William Blake and Nobody.
William Blake and Nobody.
  • Johnny Depp as William Blake, a meek accountant from Cleveland, Ohio.
  • Gary Farmer as Nobody, a strong and opinionated Native American who was forcibly raised by whites and later given the mocking name "He Who Talks Loud, Says Nothing" by fellow natives.
  • Crispin Glover as Train Fireman, a coal-covered train worker who welcomes Blake to the "hell" of Machine.
  • Robert Mitchum as Mr. Dickinson, a shotgun-toting industrialist in Machine.
  • Mili Avital as Thel Russell, a young woman who makes and sells paper flowers.
  • Gabriel Byrne as Charlie Dickinson, Thel's ex-boyfriend and John Dickinson's son.
  • Lance Henriksen as Cole Wilson, an infamous bounty hunter and cannibal
  • Michael Wincott as Conway Twill, a talkative bounty hunter
  • Eugene Byrd as Johnny "The Kid" Pickett, a young African-American bounty hunter.
  • Iggy Pop as Salvatore "Sally" Jenko, a cross-dressing, psychopathic fur-trader at a campsite
  • Billy Bob Thornton as Big George Drakoulious, a mountain man at Sally's campsite
  • Jared Harris as Benmont Tench, a British-accented fur-trader who is proud of his knife.
  • Alfred Molina as Trading Post Missionary, a zealous but corrupt missionary and businessman.
  • Gibby Haynes as Man with Gun in Alley

References to William Blake

There are multiple references in the film to the poetry of William Blake. Nobody recites from several Blake poems, including Auguries of Innocence, The Marriage of Heaven and Hell, and The Everylasting Gospel, and is surprised that none of them impress, or even seem familiar to, his oddly-named travelling companion (who at one point mistakenly retorts, "I've had it up to here with this Indian malarkey!" - Depp's Blake never seems to catch on about the existence of the poet, although on the movie soundtrack and in the promotional music video, Depp recites passages from Blake.) When bounty hunter Cole warns his companions against drinking from standing water, it references the Proverb of Hell (from the aforementioned Marriage), "Expect poison from standing water". Thel's name is also a reference to Blake's The Book of Thel.

= ITEMS =

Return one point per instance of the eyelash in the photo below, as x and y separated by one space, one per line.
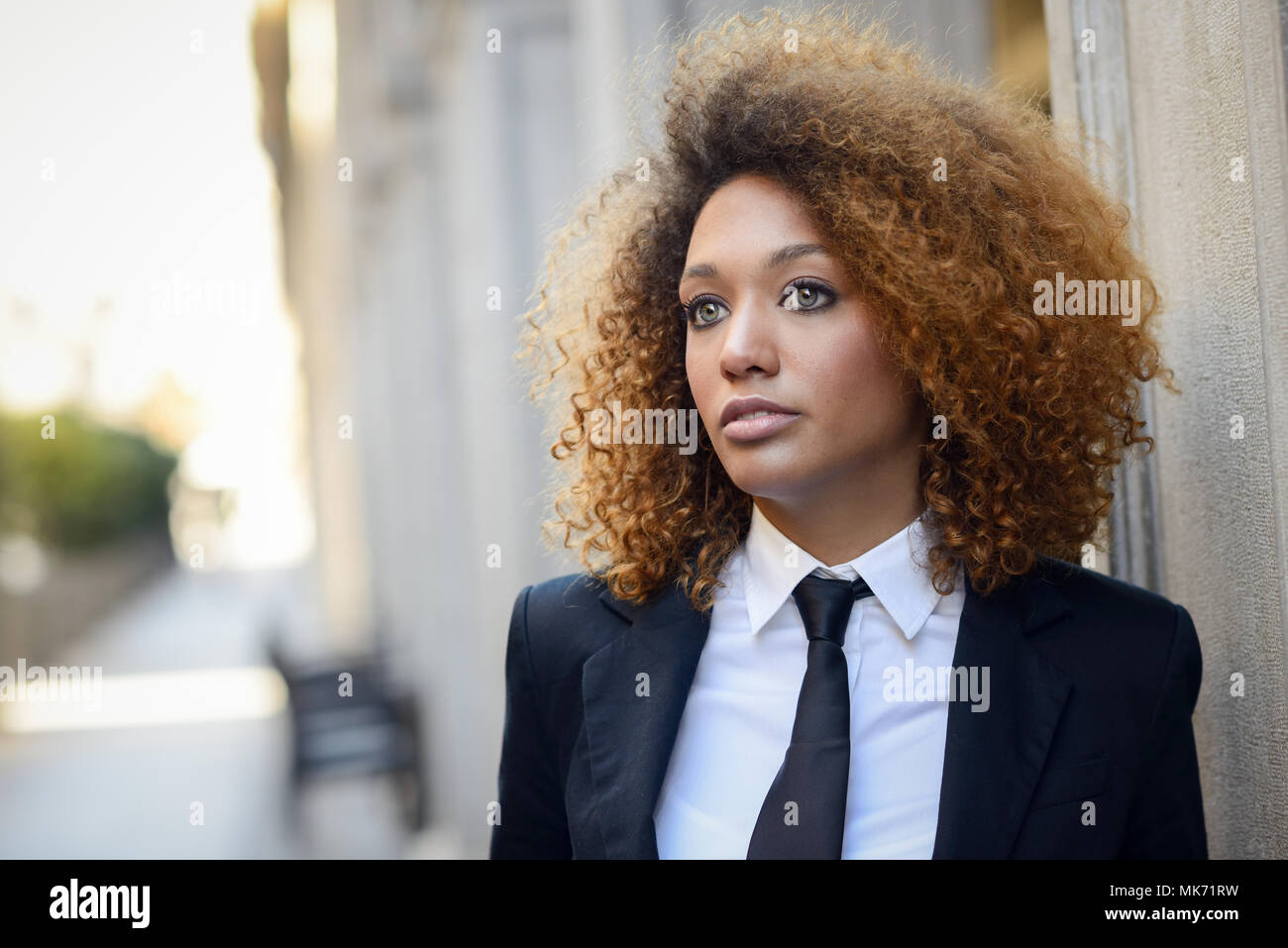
804 282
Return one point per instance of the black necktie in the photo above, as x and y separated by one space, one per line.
804 813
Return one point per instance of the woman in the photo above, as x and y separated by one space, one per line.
848 623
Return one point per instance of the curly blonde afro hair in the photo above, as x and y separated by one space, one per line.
1037 408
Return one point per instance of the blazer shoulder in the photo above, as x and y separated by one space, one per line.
1087 588
565 622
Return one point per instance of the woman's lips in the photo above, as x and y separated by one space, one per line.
758 428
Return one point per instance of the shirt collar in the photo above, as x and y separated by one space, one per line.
902 586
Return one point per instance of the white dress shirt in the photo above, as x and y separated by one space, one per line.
738 716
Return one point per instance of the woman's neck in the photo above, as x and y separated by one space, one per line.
836 526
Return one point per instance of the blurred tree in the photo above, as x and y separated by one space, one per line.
84 487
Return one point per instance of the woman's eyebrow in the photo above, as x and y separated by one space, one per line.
778 258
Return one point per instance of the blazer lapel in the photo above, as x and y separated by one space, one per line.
993 758
634 690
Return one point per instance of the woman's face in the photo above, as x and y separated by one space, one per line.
771 317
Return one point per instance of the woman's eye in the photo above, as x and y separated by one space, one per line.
803 296
697 311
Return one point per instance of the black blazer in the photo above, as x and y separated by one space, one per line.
1093 685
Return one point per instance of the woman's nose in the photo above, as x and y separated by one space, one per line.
750 340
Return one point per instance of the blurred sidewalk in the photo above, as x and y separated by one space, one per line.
128 792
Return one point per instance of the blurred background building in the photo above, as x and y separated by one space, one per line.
267 287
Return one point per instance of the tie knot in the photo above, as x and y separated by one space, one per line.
824 604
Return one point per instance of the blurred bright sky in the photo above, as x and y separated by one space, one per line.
149 112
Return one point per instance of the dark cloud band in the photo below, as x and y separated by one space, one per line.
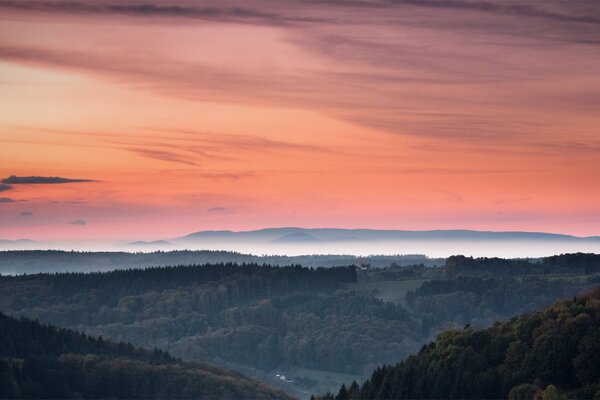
38 180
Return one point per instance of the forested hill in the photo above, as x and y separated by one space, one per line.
575 263
42 361
18 262
550 354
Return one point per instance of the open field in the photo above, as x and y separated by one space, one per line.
394 291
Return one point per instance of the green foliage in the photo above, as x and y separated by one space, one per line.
549 354
41 361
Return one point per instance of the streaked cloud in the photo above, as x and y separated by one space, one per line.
40 180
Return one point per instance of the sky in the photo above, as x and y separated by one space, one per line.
157 118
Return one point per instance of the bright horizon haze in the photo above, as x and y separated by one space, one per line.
144 120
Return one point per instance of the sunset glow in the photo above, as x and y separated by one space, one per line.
189 116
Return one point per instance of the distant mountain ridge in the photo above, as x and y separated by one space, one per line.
301 235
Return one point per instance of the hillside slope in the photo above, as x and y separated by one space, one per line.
549 354
42 361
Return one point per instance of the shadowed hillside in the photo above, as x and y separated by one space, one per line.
42 361
549 354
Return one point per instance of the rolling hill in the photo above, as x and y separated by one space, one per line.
43 361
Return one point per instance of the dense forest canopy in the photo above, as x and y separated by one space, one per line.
549 354
305 322
16 262
45 362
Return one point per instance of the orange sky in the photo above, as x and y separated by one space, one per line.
221 115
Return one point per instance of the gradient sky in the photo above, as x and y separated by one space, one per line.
407 114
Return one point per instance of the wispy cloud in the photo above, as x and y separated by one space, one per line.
40 180
220 210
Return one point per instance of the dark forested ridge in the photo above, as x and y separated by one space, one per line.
549 354
310 324
42 361
576 263
16 262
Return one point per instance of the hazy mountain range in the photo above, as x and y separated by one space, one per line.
360 242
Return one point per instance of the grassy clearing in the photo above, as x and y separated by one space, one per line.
393 291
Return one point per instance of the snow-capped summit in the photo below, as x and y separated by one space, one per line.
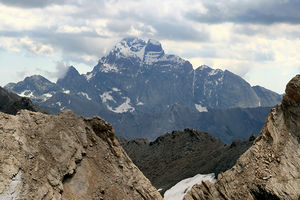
129 47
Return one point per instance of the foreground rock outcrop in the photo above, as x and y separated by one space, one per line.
270 168
175 156
11 103
65 157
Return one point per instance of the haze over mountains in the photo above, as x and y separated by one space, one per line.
138 81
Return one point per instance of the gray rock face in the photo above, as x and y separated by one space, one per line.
138 80
65 157
139 76
11 103
227 124
270 168
182 154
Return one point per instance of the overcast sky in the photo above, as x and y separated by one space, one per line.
256 39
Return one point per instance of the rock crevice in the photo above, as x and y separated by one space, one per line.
65 157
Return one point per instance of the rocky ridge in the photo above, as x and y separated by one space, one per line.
66 157
270 168
175 156
138 76
11 103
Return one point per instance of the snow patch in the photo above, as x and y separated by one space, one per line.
66 91
202 67
154 42
200 108
106 96
85 95
89 76
124 107
48 95
178 191
214 72
26 93
108 68
136 49
140 103
14 188
116 89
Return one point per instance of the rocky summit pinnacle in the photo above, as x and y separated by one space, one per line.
138 76
270 168
66 157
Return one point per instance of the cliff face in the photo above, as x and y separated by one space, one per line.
11 103
270 168
175 156
65 157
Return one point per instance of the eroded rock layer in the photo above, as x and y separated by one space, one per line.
270 168
65 157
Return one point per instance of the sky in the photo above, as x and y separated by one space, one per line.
256 39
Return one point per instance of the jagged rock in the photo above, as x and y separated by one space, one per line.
11 103
65 157
175 156
270 168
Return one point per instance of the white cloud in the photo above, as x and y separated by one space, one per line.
224 37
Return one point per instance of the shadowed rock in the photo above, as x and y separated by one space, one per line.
270 168
65 157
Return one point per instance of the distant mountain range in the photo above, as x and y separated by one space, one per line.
175 156
137 80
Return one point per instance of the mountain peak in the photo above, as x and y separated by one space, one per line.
72 71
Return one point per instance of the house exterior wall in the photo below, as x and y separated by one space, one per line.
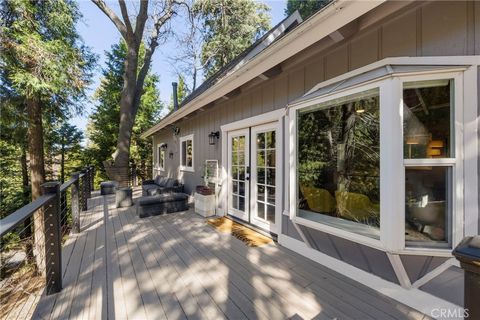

= STATED PROBLEM =
Using the cast and Blake references text, say whether each statement agrees with it, and quote the deciding words: 1. Thel Russell makes and sells paper flowers. 2. Cole Wilson is described as a talkative bounty hunter. 3. Robert Mitchum plays Charlie Dickinson. The listing isn't needed for this.

= THE ANSWER =
1. Yes: "a young woman who makes and sells paper flowers"
2. No: "Lance Henriksen as Cole Wilson, an infamous bounty hunter and cannibal"
3. No: "Robert Mitchum as Mr. Dickinson, a shotgun-toting industrialist in Machine"